**Extracted text**
What I'd like to do is just ask you: which are you in this picture? Are you the whale or the boat? Because if you're trying to drive DevOps in a large enterprise, in my experience you feel a lot like the boat.

This fantastic artwork, by the way, that you'll see through this presentation is used by permission from a guy called Matt Kish, and you can get his book on Amazon. It's called Moby-Dick in Pictures. He drew a picture for every single page of Moby-Dick.

So this is a wonderful quote from Moby-Dick, and this is my first cautionary tale for you. Anyone coming up here telling their stories, including me and everybody else, who says that what they have said will work for you is talking nonsense. You have to find that true way. You have to find what will work in your organization.

As Ishmael says about where Queequeg comes from, "True places are never on the map." But the key things that we're going to be talking about in the next few minutes are, fundamentally, what you have to be looking at is you have to be thinking about building a credible alliance of people that want to solve this problem with you and decide to go to sea.

So many times in GE, I think we were held back by wanting to get the perfect solution. There is no perfect solution. The number of issues and potential roadblocks that you will encounter are beyond your imagination until you're in it. You have to go to sea. You have to literally be in the whaling boat chasing the whale to fully get what it's like to be chasing the whale. And so over the next couple of slides, we're going to be talking about some of the specific issues.

**Listed records**
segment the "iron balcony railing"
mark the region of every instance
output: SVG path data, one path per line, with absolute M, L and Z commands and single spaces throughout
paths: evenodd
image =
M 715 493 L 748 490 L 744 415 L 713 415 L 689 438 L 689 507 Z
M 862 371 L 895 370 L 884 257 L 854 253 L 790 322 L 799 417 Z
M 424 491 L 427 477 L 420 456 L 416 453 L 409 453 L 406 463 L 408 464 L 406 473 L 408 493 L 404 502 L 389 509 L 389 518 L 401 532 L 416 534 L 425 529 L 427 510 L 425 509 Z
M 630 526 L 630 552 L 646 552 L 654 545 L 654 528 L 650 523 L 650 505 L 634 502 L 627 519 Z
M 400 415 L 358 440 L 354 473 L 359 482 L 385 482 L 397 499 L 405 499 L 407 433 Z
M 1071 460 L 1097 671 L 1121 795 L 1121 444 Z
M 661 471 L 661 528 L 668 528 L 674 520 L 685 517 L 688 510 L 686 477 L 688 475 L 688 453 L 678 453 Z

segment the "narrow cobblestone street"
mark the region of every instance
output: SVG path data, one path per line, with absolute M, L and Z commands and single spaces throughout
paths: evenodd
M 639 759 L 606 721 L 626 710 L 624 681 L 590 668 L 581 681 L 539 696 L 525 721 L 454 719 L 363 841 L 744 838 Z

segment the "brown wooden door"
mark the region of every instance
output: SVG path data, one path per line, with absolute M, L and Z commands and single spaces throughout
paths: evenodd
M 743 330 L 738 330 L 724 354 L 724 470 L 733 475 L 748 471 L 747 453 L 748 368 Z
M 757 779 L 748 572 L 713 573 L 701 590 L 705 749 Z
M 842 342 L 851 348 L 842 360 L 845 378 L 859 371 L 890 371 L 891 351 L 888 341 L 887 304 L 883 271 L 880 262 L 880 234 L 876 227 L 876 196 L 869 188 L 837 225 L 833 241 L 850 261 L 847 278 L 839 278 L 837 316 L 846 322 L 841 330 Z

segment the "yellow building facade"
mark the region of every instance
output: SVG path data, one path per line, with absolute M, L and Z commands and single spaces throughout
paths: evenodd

**Written task**
Pick up the talk on driving DevOps in a large company right after its last sentence and keep it going. The items stand apart from the text and have nothing to do with it.

**Result**
That's really, I think, the first signal point. It's understanding that you have to go to sea. But what is that? What does that really mean?

In many organizations, that has different touch and feel. In our case, coming from a financial services-oriented organization, consistency was the root of that key idea that galvanized activity within the executive management, et cetera. Consistency was the root of stability. It was the root of security. It was the root of compliance. But at the end of the day, and you'll see this in a couple of slides, you don't want to have an argument that is just based on a single arm, on this idea of just consistency, and you'll see why in a second.

It's also really important within the organization to be clear about what is different. Very often I think what we try and do is we tend to go to extremes. Either it's completely different: "Guys, this is this new DevOps thing and it's a silver bullet and all of your problems are solved," versus, "We'll just do a little bit of tweaking here and there."

And we all know, having listened to the speakers today and yesterday, that in order to drive DevOps, it's culture that fundamentally keeps the organization moving, keeps that momentum going, and drives the productivity. And so it can't just be, "Oh, we're just playing around over here." But at the same time, you've got to be very careful about managing your expectations around it being able to solve everything.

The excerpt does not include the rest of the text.